**WORK TO BE COMPLETED**
Edit the lines below so that "innermost point" reads "central point" wherever it occurs, with everything else left as it is.

**LISTING**
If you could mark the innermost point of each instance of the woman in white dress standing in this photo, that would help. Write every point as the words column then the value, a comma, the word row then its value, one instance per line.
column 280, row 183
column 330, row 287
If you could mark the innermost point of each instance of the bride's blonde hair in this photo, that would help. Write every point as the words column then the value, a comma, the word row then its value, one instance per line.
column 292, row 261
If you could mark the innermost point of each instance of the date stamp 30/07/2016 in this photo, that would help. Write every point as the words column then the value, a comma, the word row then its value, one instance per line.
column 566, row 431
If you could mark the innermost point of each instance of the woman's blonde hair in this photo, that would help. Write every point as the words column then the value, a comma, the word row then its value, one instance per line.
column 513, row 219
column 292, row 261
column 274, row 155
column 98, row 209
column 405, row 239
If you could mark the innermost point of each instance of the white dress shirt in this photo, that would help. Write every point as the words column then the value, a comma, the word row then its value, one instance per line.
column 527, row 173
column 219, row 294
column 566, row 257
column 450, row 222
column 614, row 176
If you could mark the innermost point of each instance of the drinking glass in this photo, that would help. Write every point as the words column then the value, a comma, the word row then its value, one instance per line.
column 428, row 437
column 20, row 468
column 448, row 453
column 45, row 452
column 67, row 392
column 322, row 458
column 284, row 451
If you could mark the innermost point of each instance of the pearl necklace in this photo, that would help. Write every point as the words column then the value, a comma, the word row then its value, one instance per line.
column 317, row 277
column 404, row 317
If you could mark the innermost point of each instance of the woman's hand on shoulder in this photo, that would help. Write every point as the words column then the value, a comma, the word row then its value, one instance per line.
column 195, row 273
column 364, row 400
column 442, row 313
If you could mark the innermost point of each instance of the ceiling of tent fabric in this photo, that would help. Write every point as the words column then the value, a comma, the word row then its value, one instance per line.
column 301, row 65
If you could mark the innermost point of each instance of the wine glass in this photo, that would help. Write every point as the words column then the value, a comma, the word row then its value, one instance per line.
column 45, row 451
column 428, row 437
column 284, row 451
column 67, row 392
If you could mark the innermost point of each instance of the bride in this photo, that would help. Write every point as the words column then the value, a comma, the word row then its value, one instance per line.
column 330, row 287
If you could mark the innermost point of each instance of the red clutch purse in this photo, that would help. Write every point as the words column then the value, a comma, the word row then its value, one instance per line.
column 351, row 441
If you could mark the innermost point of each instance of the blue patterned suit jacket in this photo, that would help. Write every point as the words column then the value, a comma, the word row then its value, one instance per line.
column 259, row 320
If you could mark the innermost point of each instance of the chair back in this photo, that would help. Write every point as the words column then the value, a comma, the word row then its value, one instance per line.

**THE OUTPUT**
If you could mark the central point of each instance of the woman in white dress standing in this photo, that would help. Write every point as the words column then the value, a comma, the word row then its value, one instance per line.
column 280, row 183
column 330, row 287
If you could mark the central point of each instance of the bride's blonde hair in this photo, that would help. Write every point as the words column then the value, a comma, the word row then its value, one instance per line.
column 292, row 261
If you could mark the central point of each instance of the date stamp 30/07/2016 in this photo, that would help. Write every point as the words column then the value, a comma, the word row then its value, one instance per line.
column 566, row 431
If you could mark the central point of each instance of the woman's blonde hair in this photo, that would help. Write every point as the words column then the value, a comma, the word row then its value, one instance per line.
column 513, row 219
column 292, row 261
column 274, row 155
column 98, row 209
column 405, row 239
If you could mark the central point of each instance of the white dress shirt in this photo, that would help. Write every point as the words column then the value, a comma, the word row then its value, one instance per line.
column 527, row 173
column 219, row 294
column 566, row 257
column 450, row 222
column 614, row 176
If you could mark the central point of each instance of the drinking glass in this photo, that would help. Write every point as the words column then the value, a comma, the word row then its value, one instance per line.
column 428, row 437
column 20, row 468
column 448, row 453
column 45, row 452
column 67, row 392
column 322, row 458
column 284, row 451
If you could mark the central point of each instance of the pearl necklace in this photo, that would help. Write every point as the words column then the value, a comma, the word row then its value, one instance per line.
column 317, row 277
column 404, row 317
If you could mark the central point of each instance of the woman's hand on shoulder in this photo, that would help. Write every point as the words column then the value, a comma, the word row then its value, one instance per line.
column 195, row 273
column 364, row 400
column 442, row 313
If you could mark the central point of each instance of the ceiling of tent fabric in this photo, that would help. Write every point as the words column then the value, a comma, the word row then its value, one instance per line.
column 301, row 65
If you could mark the central point of each instance of the wine glass in this photo, that would help. Write every point as the words column then the value, a comma, the word row then its value, one instance per line.
column 45, row 451
column 428, row 437
column 284, row 451
column 67, row 392
If you could mark the central point of each instance of the bride in this photo, that would help. Write every point as the words column then the value, a comma, the word row then its value, one instance per line.
column 330, row 287
If you could mark the central point of each instance of the red clutch purse in this photo, that would help. Write every point as the words column then the value, a comma, the word row then its value, one instance per line.
column 351, row 441
If you could mark the central point of each instance of the blue patterned suit jacket in this photo, that would help. Write every point as the words column then the value, a comma, the word row then its value, one instance per line.
column 259, row 320
If you could mark the central point of each instance of the chair back in this photo, that would help. Write every point as the words column then the value, a comma, the word row then its value, one instance per line.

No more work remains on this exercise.